■ Stated task A ■
List every username shown as posting a comment in the thread on the vectorcall calling convention below.
■ Stated task B ■
Extend the thread on the vectorcall calling convention below by writing the next reply, which follows its last paragraph.

>> Begin Text provided

But for function pointers to regular static managed functions, would that require this?

The managed calling convention currently defaults to the "default calling convention" for the operating system. That is ms_abi for Windows and sysv_abi on Unix. We could certainly change this in the future to be __vectorcall on Windows instead, but that would be a transparent change for end users.

For unmanaged you must annotate your function as UnmanagedCallersOnly, this also defaults to the "default calling convention" for the operating system. When we eventually get __vectorcall support added, there will be a corresponding CallConvVectorcall member added and you would annotate your UnmanagedCallersOnly with this as well as ensuring your fnptr is marked as delegate* unmanaged[Vectorcall]<...>.

(Or should we make a Roslyn error when trying to take the address of a static managed function that has e.g Vector128?

I don't see the need or benefit it would simply block a scenario that already works and works correctly. The scenario that doesn't work today is interop with a native function that uses __vectorcall (we also block Vector128<T> in general due to the bug in how vector returns work, but there are workarounds you can do to make it "work").

xoofx commented 1 year ago

I don't see the need or benefit it would simply block a scenario that already works and works correctly.

Oh right, I mixed the fact that the managed code is still passing VectorXXX<T> arguments through the stack, but I thought it was not and I was expecting somehow a vectorcall calling convention.

So that's indeed only for the case of unmanaged.

jakobbotsch commented 1 year ago

Sadly won't get to this one in 8.0 either.

dmchurch commented 4 months ago

The managed calling convention currently defaults to the "default calling convention" for the operating system. That is ms_abi for Windows and sysv_abi on Unix. We could certainly change this in the future to be __vectorcall on Windows instead, but that would be a transparent change for end users.

Out of curiosity, what's the roadblock in executing on this? I just finished experimenting with using the SIMD intrinsic classes as a primitive for 4-component float/double vector math - originally wrapping them in a readonly struct for ease-of-use but eventually just using the native types and methods directly - and determined that it was wildly unsuitable for that. (I'm aware that, despite their name, vector math is not the primary use case for SIMD vector instructions.) The SIMD intrinsic methods (Vector128.AndNot and such, and also the operators) don't allow themselves to be inlined - they have to appear by name in the source of the method where they're used, or they'll emit a function call into the asm.

That wouldn't be quite as much of a problem as it is, if the vectors weren't going through a store/load with each and every call and return, and function prologs and epilogs everywhere. I wouldn't mind the extra calls nearly so much if they were just vaddps xmm0,xmm0,xmm1; ret - I'd expect the CPU cache to be able to inline that away itself, making it nearly as good as a compiler inline, but all these stack operations make that an impossibility.

It's obviously and sadly too late to do anything about this on current desktop systems, but is there anything that can be done to help move this along so that maybe in another five years or so, it might be possible to use SIMD vectors as vector math primitives in C# in an end-user-facing application?

>> End Text provided
>> Begin Entries provided

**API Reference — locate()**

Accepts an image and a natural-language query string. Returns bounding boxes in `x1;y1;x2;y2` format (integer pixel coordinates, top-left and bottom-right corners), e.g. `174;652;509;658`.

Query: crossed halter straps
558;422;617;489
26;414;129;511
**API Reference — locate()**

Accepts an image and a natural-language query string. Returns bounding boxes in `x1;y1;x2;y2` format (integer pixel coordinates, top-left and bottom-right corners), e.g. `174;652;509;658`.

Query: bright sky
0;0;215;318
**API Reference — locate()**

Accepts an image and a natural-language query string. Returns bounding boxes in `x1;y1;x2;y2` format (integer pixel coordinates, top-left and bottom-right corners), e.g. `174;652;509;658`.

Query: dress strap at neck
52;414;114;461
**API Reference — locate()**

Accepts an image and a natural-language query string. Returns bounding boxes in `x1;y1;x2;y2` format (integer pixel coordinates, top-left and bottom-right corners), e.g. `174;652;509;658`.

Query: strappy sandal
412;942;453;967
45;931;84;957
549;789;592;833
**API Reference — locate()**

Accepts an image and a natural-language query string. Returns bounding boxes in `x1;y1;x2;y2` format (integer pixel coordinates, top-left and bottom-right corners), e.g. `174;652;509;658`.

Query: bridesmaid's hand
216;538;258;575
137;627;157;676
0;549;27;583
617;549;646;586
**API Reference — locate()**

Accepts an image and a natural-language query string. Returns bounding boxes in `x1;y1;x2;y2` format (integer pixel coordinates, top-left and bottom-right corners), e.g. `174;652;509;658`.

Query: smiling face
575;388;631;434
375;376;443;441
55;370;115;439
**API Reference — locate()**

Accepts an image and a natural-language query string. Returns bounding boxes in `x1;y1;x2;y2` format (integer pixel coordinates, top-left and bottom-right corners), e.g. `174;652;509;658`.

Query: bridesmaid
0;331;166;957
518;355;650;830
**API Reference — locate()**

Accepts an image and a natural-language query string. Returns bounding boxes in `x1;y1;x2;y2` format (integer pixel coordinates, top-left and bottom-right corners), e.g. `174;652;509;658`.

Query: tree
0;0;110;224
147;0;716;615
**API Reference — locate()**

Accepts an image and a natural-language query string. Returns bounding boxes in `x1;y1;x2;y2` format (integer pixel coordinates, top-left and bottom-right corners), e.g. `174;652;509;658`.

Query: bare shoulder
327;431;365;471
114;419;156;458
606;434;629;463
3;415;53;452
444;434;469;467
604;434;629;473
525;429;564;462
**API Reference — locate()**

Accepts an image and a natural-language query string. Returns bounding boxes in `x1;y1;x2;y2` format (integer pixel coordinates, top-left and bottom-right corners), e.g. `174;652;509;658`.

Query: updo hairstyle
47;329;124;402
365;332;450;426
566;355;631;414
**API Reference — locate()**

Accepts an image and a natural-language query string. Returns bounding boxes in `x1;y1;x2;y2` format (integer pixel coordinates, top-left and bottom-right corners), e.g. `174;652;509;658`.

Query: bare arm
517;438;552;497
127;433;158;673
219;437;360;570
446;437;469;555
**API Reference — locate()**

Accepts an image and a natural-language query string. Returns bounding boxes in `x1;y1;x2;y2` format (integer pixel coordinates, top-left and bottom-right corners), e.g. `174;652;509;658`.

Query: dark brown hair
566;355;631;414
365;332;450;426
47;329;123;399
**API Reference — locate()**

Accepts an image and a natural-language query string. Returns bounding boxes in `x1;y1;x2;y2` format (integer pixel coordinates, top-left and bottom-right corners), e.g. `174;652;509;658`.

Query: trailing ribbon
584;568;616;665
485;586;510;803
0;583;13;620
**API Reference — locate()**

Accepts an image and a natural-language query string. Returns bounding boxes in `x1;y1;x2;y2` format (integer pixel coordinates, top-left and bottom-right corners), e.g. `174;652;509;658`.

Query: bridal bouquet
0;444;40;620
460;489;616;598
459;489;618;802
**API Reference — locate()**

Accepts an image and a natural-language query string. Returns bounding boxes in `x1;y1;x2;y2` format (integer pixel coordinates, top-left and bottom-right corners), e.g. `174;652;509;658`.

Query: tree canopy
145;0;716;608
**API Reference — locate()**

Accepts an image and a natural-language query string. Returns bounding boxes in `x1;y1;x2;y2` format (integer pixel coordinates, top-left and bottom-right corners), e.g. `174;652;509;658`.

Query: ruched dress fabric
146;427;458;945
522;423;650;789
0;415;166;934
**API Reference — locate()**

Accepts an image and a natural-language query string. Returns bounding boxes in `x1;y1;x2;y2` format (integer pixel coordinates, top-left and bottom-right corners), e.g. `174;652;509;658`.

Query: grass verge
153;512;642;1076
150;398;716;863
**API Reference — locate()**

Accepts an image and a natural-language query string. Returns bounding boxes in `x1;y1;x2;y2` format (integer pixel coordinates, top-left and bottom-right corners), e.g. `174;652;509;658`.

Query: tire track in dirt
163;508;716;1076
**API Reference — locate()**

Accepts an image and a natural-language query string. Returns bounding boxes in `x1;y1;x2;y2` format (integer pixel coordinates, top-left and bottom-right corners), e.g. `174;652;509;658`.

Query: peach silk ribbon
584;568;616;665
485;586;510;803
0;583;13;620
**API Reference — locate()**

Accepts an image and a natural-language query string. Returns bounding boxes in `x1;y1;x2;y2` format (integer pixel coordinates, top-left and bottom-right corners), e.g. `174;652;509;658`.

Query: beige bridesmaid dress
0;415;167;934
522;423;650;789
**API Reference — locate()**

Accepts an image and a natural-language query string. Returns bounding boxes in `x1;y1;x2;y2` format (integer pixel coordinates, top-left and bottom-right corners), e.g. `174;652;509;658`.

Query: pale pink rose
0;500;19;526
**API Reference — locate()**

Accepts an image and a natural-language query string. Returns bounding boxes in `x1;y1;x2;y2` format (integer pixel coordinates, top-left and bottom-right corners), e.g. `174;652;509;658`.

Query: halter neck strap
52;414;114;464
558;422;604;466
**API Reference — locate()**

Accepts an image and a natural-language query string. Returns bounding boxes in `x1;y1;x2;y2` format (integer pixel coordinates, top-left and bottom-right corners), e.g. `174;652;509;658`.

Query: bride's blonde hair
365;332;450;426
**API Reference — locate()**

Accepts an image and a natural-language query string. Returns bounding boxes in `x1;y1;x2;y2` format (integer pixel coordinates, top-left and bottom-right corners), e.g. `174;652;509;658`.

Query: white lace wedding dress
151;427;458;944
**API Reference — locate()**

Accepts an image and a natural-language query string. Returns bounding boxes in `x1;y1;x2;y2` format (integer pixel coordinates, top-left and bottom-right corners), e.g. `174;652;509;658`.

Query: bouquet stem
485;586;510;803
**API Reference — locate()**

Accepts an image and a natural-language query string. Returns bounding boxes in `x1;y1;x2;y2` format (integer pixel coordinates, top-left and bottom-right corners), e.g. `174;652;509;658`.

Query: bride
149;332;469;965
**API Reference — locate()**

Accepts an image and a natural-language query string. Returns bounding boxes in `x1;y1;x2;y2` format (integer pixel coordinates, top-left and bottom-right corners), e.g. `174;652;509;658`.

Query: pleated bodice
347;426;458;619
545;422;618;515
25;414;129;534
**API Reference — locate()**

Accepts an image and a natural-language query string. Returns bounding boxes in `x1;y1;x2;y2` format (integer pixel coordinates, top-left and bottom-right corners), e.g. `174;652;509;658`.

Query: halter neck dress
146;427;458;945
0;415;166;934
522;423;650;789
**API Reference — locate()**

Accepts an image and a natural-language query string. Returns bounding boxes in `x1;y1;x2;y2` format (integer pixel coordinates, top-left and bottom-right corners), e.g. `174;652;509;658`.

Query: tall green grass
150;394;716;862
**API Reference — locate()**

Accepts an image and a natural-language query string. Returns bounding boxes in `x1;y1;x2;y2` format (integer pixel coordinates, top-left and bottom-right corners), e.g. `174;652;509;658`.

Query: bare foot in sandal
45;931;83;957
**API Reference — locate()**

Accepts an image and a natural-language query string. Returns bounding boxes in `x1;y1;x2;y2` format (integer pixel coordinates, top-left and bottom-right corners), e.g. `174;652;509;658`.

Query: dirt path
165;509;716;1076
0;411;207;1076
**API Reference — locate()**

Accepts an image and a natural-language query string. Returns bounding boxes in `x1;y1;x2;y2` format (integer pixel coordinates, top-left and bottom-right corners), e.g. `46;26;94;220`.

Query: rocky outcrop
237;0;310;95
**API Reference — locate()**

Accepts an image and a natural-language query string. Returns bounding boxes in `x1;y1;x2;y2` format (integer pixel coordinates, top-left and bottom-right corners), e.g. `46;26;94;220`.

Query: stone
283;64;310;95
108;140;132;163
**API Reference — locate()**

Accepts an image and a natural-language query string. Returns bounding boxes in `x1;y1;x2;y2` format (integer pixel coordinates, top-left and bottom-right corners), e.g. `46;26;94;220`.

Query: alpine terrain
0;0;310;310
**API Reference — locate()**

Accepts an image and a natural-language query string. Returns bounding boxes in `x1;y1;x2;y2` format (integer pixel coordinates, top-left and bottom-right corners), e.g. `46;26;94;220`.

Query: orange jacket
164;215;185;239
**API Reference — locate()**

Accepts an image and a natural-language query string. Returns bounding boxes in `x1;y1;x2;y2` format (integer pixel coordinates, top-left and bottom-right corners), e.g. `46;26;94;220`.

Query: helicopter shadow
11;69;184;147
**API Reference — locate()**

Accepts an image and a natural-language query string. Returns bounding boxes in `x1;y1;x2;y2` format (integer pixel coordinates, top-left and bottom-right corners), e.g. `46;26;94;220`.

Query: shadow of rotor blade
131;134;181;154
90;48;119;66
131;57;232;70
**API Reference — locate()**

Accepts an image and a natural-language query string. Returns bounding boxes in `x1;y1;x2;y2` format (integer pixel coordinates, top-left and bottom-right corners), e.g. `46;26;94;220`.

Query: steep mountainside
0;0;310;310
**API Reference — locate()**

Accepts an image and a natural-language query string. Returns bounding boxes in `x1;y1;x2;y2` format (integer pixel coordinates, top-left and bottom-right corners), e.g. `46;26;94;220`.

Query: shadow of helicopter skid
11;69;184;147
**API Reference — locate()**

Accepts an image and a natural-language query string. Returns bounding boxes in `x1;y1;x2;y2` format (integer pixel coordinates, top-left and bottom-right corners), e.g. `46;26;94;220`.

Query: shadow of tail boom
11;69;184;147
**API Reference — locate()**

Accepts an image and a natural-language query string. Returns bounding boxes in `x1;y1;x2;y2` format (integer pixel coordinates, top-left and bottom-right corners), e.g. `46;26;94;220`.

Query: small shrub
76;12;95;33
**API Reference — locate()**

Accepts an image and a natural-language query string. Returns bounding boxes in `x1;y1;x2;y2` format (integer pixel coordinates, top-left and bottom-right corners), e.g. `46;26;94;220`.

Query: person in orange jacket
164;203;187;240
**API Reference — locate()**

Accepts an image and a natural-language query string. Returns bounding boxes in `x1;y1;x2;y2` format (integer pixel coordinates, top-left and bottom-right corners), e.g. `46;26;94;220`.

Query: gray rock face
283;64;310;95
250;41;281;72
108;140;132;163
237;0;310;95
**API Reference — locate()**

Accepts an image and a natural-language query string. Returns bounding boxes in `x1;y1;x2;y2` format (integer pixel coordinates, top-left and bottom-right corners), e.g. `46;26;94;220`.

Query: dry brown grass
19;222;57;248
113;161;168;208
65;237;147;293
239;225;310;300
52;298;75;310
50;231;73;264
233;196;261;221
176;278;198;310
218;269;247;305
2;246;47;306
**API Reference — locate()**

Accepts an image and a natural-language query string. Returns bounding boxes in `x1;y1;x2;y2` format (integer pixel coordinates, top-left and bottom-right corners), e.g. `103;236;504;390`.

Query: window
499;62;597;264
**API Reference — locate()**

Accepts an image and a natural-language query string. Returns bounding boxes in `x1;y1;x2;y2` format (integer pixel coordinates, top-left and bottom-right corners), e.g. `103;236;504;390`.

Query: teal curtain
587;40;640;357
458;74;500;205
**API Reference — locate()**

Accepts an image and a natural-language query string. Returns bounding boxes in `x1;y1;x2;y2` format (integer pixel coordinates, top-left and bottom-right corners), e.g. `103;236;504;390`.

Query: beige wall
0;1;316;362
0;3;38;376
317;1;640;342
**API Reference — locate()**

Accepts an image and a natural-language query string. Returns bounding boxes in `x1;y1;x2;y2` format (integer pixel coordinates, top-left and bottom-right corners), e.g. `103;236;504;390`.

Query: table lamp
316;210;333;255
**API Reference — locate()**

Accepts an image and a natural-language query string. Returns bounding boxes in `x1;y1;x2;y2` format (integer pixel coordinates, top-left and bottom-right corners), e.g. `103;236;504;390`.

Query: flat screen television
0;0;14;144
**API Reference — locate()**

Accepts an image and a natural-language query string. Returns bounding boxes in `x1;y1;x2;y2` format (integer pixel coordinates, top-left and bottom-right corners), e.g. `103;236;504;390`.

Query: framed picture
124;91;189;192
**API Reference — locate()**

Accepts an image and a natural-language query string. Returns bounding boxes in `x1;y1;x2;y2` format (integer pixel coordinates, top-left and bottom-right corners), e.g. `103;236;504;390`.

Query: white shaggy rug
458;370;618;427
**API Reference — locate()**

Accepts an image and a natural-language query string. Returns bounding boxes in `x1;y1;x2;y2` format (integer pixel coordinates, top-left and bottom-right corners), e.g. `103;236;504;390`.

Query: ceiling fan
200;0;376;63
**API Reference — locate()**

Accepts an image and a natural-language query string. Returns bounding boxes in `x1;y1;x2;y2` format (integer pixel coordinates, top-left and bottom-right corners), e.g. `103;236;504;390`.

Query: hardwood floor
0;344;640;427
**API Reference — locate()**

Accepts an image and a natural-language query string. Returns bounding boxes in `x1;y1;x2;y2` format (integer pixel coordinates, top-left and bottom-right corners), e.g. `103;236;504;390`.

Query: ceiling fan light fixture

>> End Entries provided

■ Reply A ■
xoofx, jakobbotsch, dmchurch

■ Reply B ■
Also, I had one other question: why are managed calls executed solely within the runtime required to conform to the system ABI, anyway? I'd have thought that the CLR JIT would make better use of system resources, given that - unlike basically every other language platform in the world - it knows what hardware it will run on as it compiles, and it has full executive control over both sides of every function call (at least, the ones that are managed-to-managed code). I don't think any other platform could say "we could change the calling convention to __vectorcall and it would be transparent to end users", and I don't understand why that hasn't been done, given the potential performance benefits. I'm sure there's a very good reason for the internal implementation of the code to respect the ABI even in cases where no unmanaged code is being used, but I have to admit I have not the slightest clue what it could be.

tannergooding commented 4 months ago

Out of curiosity, what's the roadblock in executing on this?

Mostly just being low priority. Interop with native code that directly takes SIMD parameters is rare, especially when most functionality can be trivially written in C#/F# instead and the places where it isn't trivial typically take arrays/pointers as input, not SIMD types.

I just finished experimenting with using the SIMD intrinsic classes as a primitive for 4-component float/double vector math

Why not just use System.Numerics.Vector4, which is already optimized to do this? It doesn't handle double today, but using double for this is rare in the first place.

The SIMD intrinsic methods (Vector128.AndNot and such, and also the operators) don't allow themselves to be inlined - they have to appear by name in the source of the method where they're used, or they'll emit a function call into the asm.

Not sure what you mean? Vector128.AndNot(x, y) emits andnps, andnpd, or pandn on x86/x64, there is no inlining as its directly intrinsic. The same is true for most of the vector APIs.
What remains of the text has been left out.